Passage provided:
§
President Olusegun Obasanjo simply appointed Senator Mahmud Waziri, the APP national chairman, his special adviser, on “inter-party relations”; and watched, with intense pleasure, APP lull into slow death; with his PDP hailing that rare master stroke!

With its present gale of defections, therefore, PDP only chokes on own noxious fumes. But that would sure be APC’s future fate, the way it too celebrates its current swallow-and-fatten tactics, under interim national chairman, Governor Mai Mala Buni of Yobe State.

Indeed, the celebrants have been well and truly shocking: President Muhammadu Buhari, as coy of realpolitik as former President Obasanjo gloried by it.  Adams Oshiomhole, former national chairman, whose tenure struck hard blows for progressive policies, ideology and discipline in APC ranks.

But both have celebrated the Matawale “capture”, to ape that triumphant lingo of the PDP power years!

You really must ponder that old poser, from the English Godfrey Chaucer, of the famous Canterbury Tales: if gold rusts, what will iron do?

Now, there is a lot of talk about APC and PDP being virtually the same.  That is not entirely true — at least, not from the policy front.

Since 1999, there have been some PDP governors, pushing progressive principles and developmental tactics, a temper so rare with PDP central power, from Presidents Olusegun Obasanjo to Goodluck Jonathan (1999-2015).

Cross River, under Donald Duke (more or less continued under Liyel Imoke) was one.  Rivers, under Rotimi Chibuike Amaechi, was another.  By the way, what happened to those beautiful public primary and secondary schools, Amaechi built?

But the most spectacular, it would appear, was the Ebonyi case: David Umahi, within a four-year gubernatorial term, transformed Abakaliki — once upon a time, “as dusty as Abakaliki” — into a glittering model capital, gleaming with smooth roads and sturdy flyovers, alluring fountains, and even airport runway-like side lighting, which aids night driving, outside the conventional street lights.
§
Records provided:
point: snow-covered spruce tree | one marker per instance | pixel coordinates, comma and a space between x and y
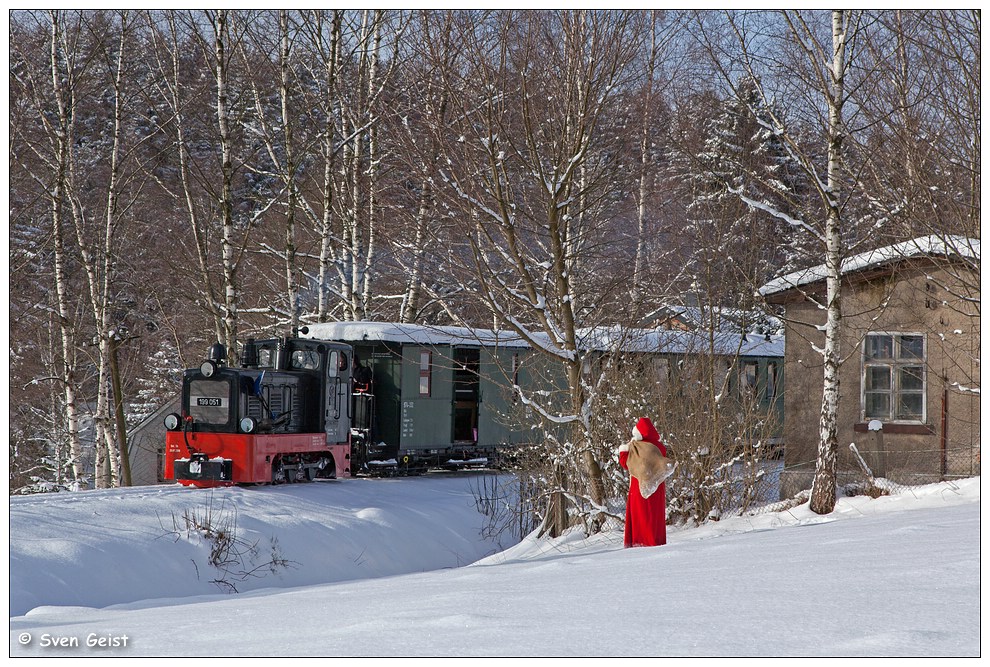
530, 167
822, 53
738, 153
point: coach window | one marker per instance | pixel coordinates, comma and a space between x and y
894, 377
747, 380
425, 366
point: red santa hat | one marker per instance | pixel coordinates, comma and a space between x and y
644, 430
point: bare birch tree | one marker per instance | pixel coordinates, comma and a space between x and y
825, 60
528, 165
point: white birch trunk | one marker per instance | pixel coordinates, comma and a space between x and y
824, 485
230, 296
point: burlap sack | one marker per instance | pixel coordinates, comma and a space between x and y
648, 466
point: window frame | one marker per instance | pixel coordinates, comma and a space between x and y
896, 364
425, 373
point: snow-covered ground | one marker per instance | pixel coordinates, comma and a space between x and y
403, 567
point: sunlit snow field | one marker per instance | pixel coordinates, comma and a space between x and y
408, 567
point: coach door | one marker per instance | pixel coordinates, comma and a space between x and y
338, 384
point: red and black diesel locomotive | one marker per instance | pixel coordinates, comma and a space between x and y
285, 415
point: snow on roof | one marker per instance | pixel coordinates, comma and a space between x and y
925, 246
599, 338
415, 334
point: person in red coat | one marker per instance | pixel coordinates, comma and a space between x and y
646, 518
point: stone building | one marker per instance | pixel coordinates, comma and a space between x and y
910, 376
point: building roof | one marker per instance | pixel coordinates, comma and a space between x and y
599, 338
925, 246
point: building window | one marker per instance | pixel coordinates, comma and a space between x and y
894, 377
747, 380
425, 364
772, 381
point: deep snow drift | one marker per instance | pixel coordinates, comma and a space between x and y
897, 575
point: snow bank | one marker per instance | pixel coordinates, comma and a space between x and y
98, 548
893, 576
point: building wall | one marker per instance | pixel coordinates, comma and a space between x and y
915, 297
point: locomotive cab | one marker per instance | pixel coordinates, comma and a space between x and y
281, 417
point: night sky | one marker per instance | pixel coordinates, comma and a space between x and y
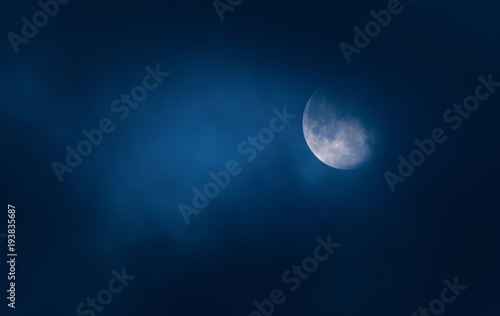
§
Set task A:
According to the passage on Nigerian party politics, who serves as APC's interim national chairman?
Set task B:
Please extract the stretch from "You really must" through "Goodluck Jonathan (1999-2015)." in the passage on Nigerian party politics.

Final result A:
Governor Mai Mala Buni of Yobe State.

Final result B:
You really must ponder that old poser, from the English Godfrey Chaucer, of the famous Canterbury Tales: if gold rusts, what will iron do?

Now, there is a lot of talk about APC and PDP being virtually the same.  That is not entirely true — at least, not from the policy front.

Since 1999, there have been some PDP governors, pushing progressive principles and developmental tactics, a temper so rare with PDP central power, from Presidents Olusegun Obasanjo to Goodluck Jonathan (1999-2015).